Work instructions:
Using the records below, output the stretch that opens with the line containing "Where can the dark storm" and closes with the line containing "Where can the green hillside", exactly and including both lines, with nothing more.

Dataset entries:

---*---

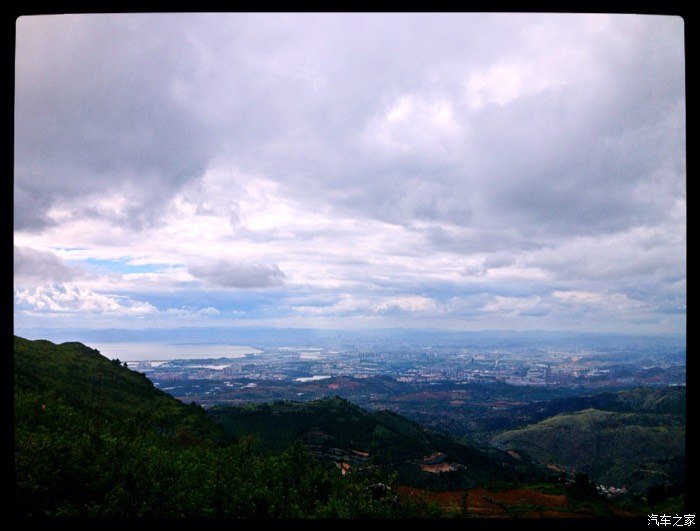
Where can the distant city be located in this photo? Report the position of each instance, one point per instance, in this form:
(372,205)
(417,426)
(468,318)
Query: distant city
(302,372)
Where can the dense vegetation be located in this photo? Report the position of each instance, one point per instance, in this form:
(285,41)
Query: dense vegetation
(93,438)
(337,429)
(634,438)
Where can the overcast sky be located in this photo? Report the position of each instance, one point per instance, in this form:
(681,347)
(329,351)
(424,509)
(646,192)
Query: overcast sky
(457,171)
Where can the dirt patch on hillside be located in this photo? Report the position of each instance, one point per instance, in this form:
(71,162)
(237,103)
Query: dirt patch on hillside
(483,503)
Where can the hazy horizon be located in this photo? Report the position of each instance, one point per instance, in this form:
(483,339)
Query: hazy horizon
(455,171)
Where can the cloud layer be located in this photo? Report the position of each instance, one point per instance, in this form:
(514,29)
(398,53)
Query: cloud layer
(464,171)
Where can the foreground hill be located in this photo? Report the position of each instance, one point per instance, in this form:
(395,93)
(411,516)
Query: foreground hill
(95,439)
(339,431)
(73,378)
(632,438)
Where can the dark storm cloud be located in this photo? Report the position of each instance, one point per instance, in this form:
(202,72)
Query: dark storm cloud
(97,110)
(31,265)
(238,275)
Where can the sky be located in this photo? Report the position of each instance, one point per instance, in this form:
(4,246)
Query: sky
(460,171)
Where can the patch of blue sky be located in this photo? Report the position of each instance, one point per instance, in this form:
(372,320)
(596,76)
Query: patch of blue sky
(121,266)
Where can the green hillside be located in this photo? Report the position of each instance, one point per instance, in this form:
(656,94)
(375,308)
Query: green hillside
(72,376)
(337,430)
(636,449)
(95,439)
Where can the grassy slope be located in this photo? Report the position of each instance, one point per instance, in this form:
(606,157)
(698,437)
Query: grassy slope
(104,391)
(386,436)
(635,449)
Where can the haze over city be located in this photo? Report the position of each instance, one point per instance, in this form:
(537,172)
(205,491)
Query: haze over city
(459,171)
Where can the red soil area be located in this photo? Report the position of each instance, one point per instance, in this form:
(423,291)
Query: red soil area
(482,503)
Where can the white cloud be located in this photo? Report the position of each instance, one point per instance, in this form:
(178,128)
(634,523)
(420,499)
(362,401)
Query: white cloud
(70,299)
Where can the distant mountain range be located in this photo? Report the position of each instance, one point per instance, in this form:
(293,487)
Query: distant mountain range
(632,438)
(94,438)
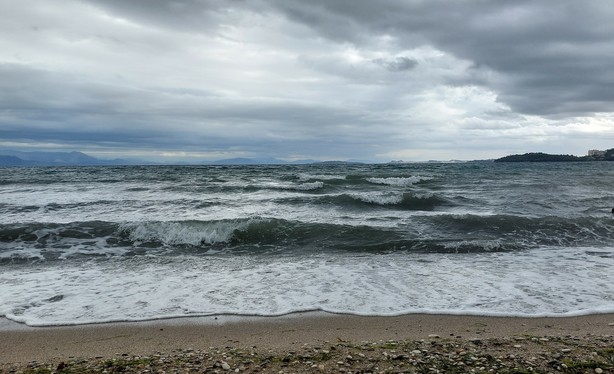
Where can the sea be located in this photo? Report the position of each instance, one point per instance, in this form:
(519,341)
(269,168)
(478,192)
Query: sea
(82,245)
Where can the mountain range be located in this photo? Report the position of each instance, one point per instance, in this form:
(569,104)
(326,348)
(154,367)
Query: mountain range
(19,158)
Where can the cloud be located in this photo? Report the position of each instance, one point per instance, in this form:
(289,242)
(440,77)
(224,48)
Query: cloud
(319,79)
(397,64)
(552,58)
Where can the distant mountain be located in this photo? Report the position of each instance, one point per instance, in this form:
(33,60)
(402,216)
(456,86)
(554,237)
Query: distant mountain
(18,158)
(14,161)
(541,157)
(248,161)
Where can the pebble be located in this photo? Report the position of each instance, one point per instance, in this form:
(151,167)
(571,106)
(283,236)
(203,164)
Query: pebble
(539,354)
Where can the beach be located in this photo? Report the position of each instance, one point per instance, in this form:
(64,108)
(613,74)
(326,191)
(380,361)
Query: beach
(310,342)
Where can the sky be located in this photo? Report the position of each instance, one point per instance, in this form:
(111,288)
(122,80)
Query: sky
(364,80)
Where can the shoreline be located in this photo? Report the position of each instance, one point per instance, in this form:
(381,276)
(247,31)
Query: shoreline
(20,344)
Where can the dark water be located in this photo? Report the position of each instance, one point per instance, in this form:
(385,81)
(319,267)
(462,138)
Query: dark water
(344,238)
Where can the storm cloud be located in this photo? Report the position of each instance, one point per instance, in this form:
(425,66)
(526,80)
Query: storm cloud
(319,79)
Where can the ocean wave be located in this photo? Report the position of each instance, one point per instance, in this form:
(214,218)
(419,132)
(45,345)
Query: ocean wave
(398,181)
(440,233)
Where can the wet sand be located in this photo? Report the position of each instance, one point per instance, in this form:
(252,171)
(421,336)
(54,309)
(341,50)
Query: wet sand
(23,344)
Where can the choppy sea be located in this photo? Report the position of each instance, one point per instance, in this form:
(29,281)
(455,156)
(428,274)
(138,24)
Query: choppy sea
(99,244)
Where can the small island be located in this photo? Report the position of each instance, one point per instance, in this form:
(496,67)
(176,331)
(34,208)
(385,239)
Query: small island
(593,155)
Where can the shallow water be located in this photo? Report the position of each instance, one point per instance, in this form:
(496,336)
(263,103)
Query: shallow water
(96,244)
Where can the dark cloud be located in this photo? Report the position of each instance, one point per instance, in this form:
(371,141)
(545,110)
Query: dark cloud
(397,64)
(320,79)
(553,57)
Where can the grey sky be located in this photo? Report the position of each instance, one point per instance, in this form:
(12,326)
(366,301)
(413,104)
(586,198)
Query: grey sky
(370,80)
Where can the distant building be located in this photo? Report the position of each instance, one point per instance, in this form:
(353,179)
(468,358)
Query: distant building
(596,153)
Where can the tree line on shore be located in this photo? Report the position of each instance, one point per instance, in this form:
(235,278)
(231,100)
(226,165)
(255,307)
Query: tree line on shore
(545,157)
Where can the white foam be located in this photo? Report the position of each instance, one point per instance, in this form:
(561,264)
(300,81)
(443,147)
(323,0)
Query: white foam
(398,181)
(188,232)
(542,282)
(380,198)
(307,176)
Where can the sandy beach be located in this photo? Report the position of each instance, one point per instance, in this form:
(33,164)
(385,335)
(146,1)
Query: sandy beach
(51,346)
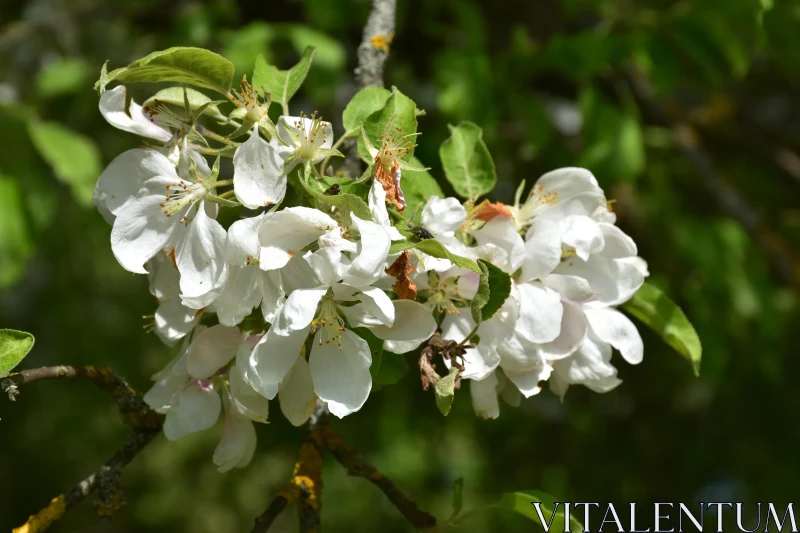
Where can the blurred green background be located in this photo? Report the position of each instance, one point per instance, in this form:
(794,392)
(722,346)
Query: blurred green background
(552,83)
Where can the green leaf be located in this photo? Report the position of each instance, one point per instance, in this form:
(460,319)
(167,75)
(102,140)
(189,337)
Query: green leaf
(195,66)
(75,158)
(15,244)
(522,503)
(174,96)
(62,76)
(14,346)
(362,105)
(662,315)
(437,249)
(458,497)
(493,289)
(445,390)
(467,163)
(283,84)
(418,186)
(398,116)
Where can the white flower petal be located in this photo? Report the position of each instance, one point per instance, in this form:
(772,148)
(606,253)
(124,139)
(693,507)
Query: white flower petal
(238,442)
(413,325)
(583,234)
(540,312)
(196,408)
(616,329)
(258,178)
(298,311)
(200,255)
(212,349)
(112,107)
(479,362)
(443,215)
(373,249)
(542,249)
(341,375)
(239,295)
(288,231)
(140,231)
(573,331)
(272,358)
(296,394)
(484,397)
(247,400)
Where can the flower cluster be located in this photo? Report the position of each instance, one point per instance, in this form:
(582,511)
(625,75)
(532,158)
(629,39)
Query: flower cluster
(278,283)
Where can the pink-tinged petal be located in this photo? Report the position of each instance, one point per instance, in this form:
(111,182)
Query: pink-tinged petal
(484,397)
(112,107)
(258,178)
(340,372)
(296,394)
(196,408)
(616,329)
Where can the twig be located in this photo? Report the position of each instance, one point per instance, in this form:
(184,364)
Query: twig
(784,260)
(372,54)
(356,466)
(133,411)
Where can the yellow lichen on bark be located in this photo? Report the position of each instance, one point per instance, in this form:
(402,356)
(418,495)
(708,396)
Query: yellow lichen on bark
(44,518)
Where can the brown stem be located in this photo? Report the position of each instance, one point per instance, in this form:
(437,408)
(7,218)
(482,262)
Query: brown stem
(133,411)
(356,466)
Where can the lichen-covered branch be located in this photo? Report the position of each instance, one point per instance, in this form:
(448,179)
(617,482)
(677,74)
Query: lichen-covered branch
(133,411)
(374,48)
(356,466)
(105,481)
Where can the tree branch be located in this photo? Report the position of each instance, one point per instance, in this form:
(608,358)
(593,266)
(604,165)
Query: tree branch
(133,411)
(372,54)
(356,466)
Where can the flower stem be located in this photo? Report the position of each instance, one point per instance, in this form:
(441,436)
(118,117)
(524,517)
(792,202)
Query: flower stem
(336,146)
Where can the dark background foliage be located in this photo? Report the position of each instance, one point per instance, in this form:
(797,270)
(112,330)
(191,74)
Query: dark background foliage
(552,83)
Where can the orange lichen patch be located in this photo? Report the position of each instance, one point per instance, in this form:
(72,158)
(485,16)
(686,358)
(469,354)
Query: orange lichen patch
(486,211)
(404,287)
(390,179)
(381,41)
(44,518)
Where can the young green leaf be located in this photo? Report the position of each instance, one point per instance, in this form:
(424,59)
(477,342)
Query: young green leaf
(283,84)
(662,315)
(398,116)
(437,249)
(174,96)
(493,289)
(552,512)
(445,390)
(467,162)
(362,105)
(14,346)
(418,186)
(75,158)
(194,66)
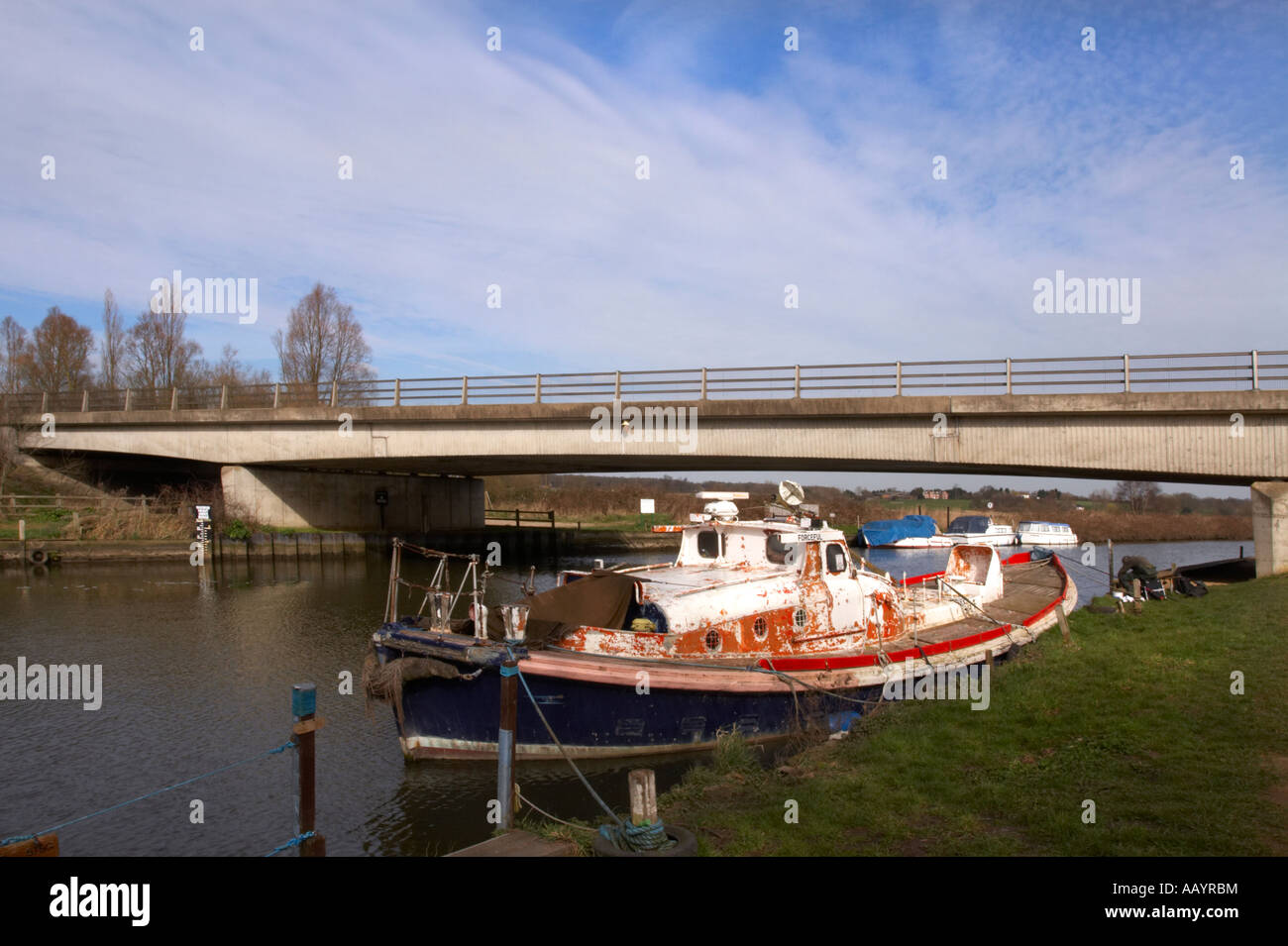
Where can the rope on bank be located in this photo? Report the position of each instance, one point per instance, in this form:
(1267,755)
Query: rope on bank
(294,842)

---*---

Answer to this exercise:
Where can the dark storm cloud be located in this photo? Report the position of each instance, one point per instance, in this form:
(202,72)
Query: dark storm cloud
(97,110)
(31,265)
(238,275)
Where can the sky be located in this photo? Report the position of each instance, one point per instance, in this form:
(4,246)
Query: sky
(460,171)
Where can the patch of blue sky be located in this photo? Report the position of each instance, one point per instance, in this form:
(372,320)
(596,76)
Query: patch of blue sky
(121,266)
Where can the green hillside be located in this photo? Report the position of each instance, one point per instance, in this form:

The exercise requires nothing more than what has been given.